## What you should do:
Write out all of the data below word for word, line by line, without changing anything.

## Records:
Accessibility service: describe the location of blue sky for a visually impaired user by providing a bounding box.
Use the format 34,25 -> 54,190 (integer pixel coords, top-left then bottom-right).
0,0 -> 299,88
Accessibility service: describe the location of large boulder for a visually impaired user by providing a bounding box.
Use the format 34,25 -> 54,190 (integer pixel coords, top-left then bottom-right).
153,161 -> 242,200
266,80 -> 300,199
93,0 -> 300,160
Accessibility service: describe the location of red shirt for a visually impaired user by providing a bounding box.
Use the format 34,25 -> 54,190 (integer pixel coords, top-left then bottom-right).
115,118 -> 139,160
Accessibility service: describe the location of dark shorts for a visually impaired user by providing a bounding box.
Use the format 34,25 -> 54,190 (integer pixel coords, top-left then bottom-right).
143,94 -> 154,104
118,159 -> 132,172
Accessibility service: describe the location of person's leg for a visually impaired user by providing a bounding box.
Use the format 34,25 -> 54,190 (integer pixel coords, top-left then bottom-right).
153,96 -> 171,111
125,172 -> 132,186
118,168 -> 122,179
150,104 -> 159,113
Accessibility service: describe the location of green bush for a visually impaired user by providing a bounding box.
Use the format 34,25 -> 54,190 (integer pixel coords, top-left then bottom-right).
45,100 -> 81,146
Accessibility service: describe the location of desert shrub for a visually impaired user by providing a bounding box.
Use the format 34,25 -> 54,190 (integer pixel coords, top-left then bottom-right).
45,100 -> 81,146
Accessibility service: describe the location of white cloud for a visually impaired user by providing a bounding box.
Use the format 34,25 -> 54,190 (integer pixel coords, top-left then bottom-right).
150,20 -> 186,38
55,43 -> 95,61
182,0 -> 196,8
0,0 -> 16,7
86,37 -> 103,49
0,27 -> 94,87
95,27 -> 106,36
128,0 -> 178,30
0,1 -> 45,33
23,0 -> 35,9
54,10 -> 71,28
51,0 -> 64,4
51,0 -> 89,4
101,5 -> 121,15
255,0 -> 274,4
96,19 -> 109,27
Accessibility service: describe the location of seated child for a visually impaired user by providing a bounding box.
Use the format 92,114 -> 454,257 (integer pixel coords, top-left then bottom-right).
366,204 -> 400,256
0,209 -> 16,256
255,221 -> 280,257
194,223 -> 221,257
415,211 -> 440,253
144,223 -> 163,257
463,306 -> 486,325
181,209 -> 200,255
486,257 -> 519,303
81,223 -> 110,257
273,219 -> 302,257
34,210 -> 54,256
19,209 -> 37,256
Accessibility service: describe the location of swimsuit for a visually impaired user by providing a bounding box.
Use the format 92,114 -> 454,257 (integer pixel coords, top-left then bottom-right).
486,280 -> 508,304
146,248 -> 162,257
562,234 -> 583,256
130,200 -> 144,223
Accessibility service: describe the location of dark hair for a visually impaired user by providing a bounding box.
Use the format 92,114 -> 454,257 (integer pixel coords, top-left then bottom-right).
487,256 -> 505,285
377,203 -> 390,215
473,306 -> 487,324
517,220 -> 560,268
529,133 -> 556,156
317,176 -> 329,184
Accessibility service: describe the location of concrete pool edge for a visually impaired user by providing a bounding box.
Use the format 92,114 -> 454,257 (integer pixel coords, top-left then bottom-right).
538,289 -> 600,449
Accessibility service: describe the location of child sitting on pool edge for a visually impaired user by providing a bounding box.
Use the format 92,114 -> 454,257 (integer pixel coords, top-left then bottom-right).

## Written response:
Accessibility service: describe the location of blue sky for a visually impaired user by providing a bounding box.
Use the format 34,25 -> 54,190 (integer pixel coords, top-left then bottom-right).
0,0 -> 299,88
Accessibility service: describe the location of large boulder for a visually impaired user by providing a bounding box.
Use the format 34,25 -> 54,190 (integer pixel coords, top-left then bottom-right).
153,161 -> 242,200
266,80 -> 300,199
93,0 -> 300,160
Accessibility service: describe the location of red shirt for a visually impaired user by providing a bounding box.
Use the format 34,25 -> 54,190 (integer pixel coords, top-left then bottom-right).
115,118 -> 139,160
Accessibility service: describe the location of dark shorts for a visually impaired user by providing a bounding box.
Use the format 34,25 -> 54,190 (integer pixel coords, top-left then bottom-right).
143,94 -> 154,104
118,159 -> 132,172
Accessibility service: describe the location of person's leg for a visually impaired user by providing a bounding box.
Use the format 34,25 -> 54,190 (integer pixel coords, top-left then bottom-right).
153,96 -> 171,111
125,172 -> 132,186
118,168 -> 122,179
150,104 -> 159,113
Accessibility service: describe the location of green bush for a visually impaired user by providing a bounding box.
Use the format 34,25 -> 54,190 (integer pixel coords, top-left then bottom-right).
45,100 -> 81,146
Accessibility service: describe the location of desert shrub for a visually impaired user by providing a bounding box.
Use the format 34,25 -> 54,190 (integer pixel coords, top-left then bottom-right).
45,100 -> 81,146
Accessibility service: describe the location of white cloud for a visually impaired user by providing a bounding box.
Use the format 34,25 -> 54,190 (integer pixel coords, top-left then bottom-right).
150,20 -> 186,38
55,43 -> 95,61
182,0 -> 196,8
0,0 -> 16,7
86,37 -> 103,49
0,27 -> 94,87
95,27 -> 106,36
128,0 -> 178,30
0,1 -> 45,33
23,0 -> 35,9
54,10 -> 71,28
51,0 -> 64,4
51,0 -> 89,4
101,5 -> 121,15
255,0 -> 274,4
96,19 -> 109,27
Accessibility service: describe the location of seated child for a visually impaired user by providing a bounding box.
Use the format 92,114 -> 454,257 (integer pixel coords, top-left then bottom-right).
366,204 -> 400,256
0,209 -> 16,256
255,221 -> 280,257
194,223 -> 221,257
415,211 -> 440,253
144,223 -> 163,257
463,306 -> 486,325
181,209 -> 200,255
486,257 -> 519,303
81,223 -> 110,257
273,219 -> 302,257
34,210 -> 54,256
19,209 -> 37,256
Accessibility service: describe the location of swimsuit for a visually impaired user by providing a bounding box.
Use the format 92,114 -> 454,257 (integer pixel coords, top-left then bottom-right).
486,280 -> 508,304
146,248 -> 162,257
562,234 -> 583,256
130,200 -> 144,223
Accessibility service: describe the location of dark hair for a visually impaired user by providing a bounding box.
Use the format 92,114 -> 454,257 (integer pixel coords, top-left then bottom-right).
487,256 -> 505,285
377,203 -> 390,215
473,306 -> 487,324
517,220 -> 560,268
529,133 -> 556,156
317,176 -> 329,184
Accessibility service: describe the location of concrete pool edge for a visually impaired user by providing a bounding box.
Use the format 92,114 -> 454,257 (integer pixel coords, top-left then bottom-right).
538,289 -> 600,449
Accessibility service: describe the location of child sitting on pool edge for a visually impaired user by providing a bounding box.
Use the format 92,114 -> 454,257 (integer pixel coords, top-left then bottom-right).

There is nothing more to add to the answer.